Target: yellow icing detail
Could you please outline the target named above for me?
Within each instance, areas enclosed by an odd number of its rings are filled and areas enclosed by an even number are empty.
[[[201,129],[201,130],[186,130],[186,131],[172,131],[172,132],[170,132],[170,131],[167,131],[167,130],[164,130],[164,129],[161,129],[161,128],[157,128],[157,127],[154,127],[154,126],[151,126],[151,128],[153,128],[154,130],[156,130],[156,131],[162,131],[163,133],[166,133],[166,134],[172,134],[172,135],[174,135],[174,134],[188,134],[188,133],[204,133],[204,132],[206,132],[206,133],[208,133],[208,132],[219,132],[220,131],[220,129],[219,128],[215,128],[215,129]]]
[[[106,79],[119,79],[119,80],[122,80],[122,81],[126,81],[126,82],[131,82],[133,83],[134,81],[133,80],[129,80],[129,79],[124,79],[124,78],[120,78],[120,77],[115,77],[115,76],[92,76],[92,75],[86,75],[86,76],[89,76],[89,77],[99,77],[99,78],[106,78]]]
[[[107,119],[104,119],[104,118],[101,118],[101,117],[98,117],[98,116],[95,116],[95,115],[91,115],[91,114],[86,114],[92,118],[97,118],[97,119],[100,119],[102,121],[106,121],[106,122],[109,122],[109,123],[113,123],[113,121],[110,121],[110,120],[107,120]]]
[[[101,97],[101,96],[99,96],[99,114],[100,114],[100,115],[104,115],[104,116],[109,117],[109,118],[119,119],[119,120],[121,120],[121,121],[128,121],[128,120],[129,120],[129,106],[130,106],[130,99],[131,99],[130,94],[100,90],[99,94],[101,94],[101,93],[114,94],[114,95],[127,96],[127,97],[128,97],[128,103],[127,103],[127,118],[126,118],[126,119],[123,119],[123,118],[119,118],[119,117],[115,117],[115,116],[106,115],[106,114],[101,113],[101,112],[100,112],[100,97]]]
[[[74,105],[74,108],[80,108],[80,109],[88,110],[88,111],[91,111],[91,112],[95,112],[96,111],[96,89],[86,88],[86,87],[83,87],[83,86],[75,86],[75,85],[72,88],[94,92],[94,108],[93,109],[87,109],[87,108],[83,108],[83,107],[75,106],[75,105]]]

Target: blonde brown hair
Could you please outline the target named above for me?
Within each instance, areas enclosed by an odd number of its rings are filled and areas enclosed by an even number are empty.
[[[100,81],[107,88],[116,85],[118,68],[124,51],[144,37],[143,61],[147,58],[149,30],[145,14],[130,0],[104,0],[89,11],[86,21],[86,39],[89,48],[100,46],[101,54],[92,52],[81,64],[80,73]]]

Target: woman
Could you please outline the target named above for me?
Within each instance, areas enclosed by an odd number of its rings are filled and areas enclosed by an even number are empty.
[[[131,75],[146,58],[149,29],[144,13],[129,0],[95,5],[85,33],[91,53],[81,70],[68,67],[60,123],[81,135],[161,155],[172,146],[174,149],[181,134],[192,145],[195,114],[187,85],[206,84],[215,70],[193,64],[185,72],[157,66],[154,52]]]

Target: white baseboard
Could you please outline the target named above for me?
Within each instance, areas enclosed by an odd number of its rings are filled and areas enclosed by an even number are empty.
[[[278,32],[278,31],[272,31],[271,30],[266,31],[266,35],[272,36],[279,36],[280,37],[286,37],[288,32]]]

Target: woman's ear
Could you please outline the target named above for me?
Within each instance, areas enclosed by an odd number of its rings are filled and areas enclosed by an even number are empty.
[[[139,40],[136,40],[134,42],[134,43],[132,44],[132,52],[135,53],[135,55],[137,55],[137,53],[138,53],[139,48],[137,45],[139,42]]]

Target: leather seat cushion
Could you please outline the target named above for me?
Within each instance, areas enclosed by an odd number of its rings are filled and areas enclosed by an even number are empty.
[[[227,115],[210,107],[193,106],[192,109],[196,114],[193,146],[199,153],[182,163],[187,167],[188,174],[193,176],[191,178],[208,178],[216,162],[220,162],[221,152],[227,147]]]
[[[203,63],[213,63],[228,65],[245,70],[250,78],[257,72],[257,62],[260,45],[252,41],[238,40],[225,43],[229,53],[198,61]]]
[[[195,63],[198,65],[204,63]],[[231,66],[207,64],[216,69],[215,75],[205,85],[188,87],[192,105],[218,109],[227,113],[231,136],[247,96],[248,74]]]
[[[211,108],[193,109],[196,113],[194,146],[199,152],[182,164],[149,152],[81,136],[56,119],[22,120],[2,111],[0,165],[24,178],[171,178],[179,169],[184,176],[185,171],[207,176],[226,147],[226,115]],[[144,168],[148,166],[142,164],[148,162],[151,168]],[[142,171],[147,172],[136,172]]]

= = = = =

Ricopia tutte le righe riportate sopra, carattere per carattere e senza alcuna modifica.

Target: yellow icing detail
Could you please outline the target named above for me?
Within each instance, areas enclosed by an odd number of its rings are filled and areas enclosed by an even number are empty.
[[[201,129],[201,130],[186,130],[186,131],[172,131],[172,132],[170,132],[170,131],[167,131],[167,130],[164,130],[164,129],[161,129],[161,128],[157,128],[157,127],[154,127],[154,126],[151,126],[151,128],[153,128],[154,130],[156,130],[156,131],[162,131],[163,133],[166,133],[166,134],[172,134],[172,135],[174,135],[174,134],[188,134],[188,133],[204,133],[204,132],[206,132],[206,133],[208,133],[208,132],[219,132],[220,131],[220,129],[219,128],[215,128],[215,129]]]
[[[106,79],[119,79],[119,80],[122,80],[122,81],[126,81],[126,82],[131,82],[133,83],[134,81],[133,80],[129,80],[129,79],[124,79],[124,78],[120,78],[120,77],[115,77],[115,76],[92,76],[92,75],[86,75],[86,76],[89,76],[89,77],[99,77],[99,78],[106,78]]]
[[[107,119],[104,119],[104,118],[101,118],[101,117],[98,117],[98,116],[95,116],[95,115],[91,115],[91,114],[86,114],[92,118],[97,118],[97,119],[100,119],[102,121],[106,121],[106,122],[109,122],[109,123],[113,123],[113,121],[110,121],[110,120],[107,120]]]
[[[101,97],[101,96],[99,96],[99,114],[100,114],[100,115],[104,115],[104,116],[109,117],[109,118],[119,119],[119,120],[121,120],[121,121],[128,121],[128,120],[129,120],[129,106],[130,106],[130,99],[131,99],[130,94],[100,90],[99,94],[101,94],[101,93],[114,94],[114,95],[127,96],[127,97],[128,97],[128,103],[127,103],[127,118],[126,118],[126,119],[123,119],[123,118],[119,118],[119,117],[115,117],[115,116],[106,115],[106,114],[101,113],[101,112],[100,112],[100,97]]]
[[[74,105],[74,108],[80,108],[80,109],[88,110],[88,111],[91,111],[91,112],[95,112],[96,111],[96,89],[86,88],[86,87],[83,87],[83,86],[75,86],[75,85],[72,88],[94,92],[94,108],[93,109],[87,109],[87,108],[83,108],[83,107],[75,106],[75,105]]]

Target: blonde brown hair
Could you please outline the target named above for me?
Within each instance, areas enclosed by an odd number of its rings are filled and areas enclosed by an even number are empty.
[[[100,81],[107,88],[116,85],[118,68],[124,51],[144,37],[143,61],[147,58],[149,30],[145,14],[130,0],[104,0],[89,11],[86,21],[86,39],[89,48],[100,46],[101,54],[92,52],[81,64],[80,73]]]

Target: woman
Could you please outline the target named above for me?
Within each instance, areas enclosed by an odd number of its rings are filled and areas enclosed by an even number are empty.
[[[131,75],[146,58],[149,29],[144,13],[129,0],[95,5],[85,33],[91,53],[81,70],[68,67],[60,123],[81,135],[161,155],[172,146],[174,149],[181,134],[192,145],[195,114],[187,85],[206,84],[215,70],[193,64],[185,72],[157,66],[154,52]]]

Target: white baseboard
Could you please outline the target named above for me?
Within each instance, areas enclosed by an odd number of its rings are filled and areas enclosed by an even number are empty.
[[[278,32],[278,31],[272,31],[271,30],[266,31],[266,35],[272,36],[279,36],[280,37],[286,37],[288,32]]]

Target: woman's ear
Could you please outline the target named above for me?
Within each instance, areas enclosed by an odd number of its rings are filled and areas enclosed by an even number are empty.
[[[139,40],[136,40],[134,42],[134,43],[132,44],[132,52],[135,53],[135,55],[137,55],[137,53],[138,53],[139,48],[137,45],[139,42]]]

Target: leather seat cushion
Could you please outline the target named above for me?
Within each instance, areas enclosed by an odd number of its rings are filled and areas enclosed by an even number are empty.
[[[227,115],[210,107],[193,106],[192,109],[196,114],[193,146],[199,153],[182,163],[187,167],[188,174],[193,176],[191,178],[208,178],[216,162],[220,162],[221,152],[227,147]]]
[[[203,63],[213,63],[228,65],[245,70],[250,78],[257,72],[257,62],[260,45],[252,41],[238,40],[225,43],[229,53],[198,61]]]
[[[195,63],[198,65],[204,63]],[[231,66],[207,64],[216,69],[215,75],[205,85],[188,87],[192,105],[218,109],[227,113],[231,136],[247,96],[248,74]]]
[[[211,108],[193,109],[196,113],[194,146],[199,152],[182,164],[149,152],[81,136],[56,119],[22,120],[2,111],[0,165],[24,178],[171,178],[179,169],[184,176],[185,171],[207,176],[226,147],[226,115]],[[144,168],[148,166],[142,164],[148,162],[151,168]],[[142,171],[147,172],[136,172]]]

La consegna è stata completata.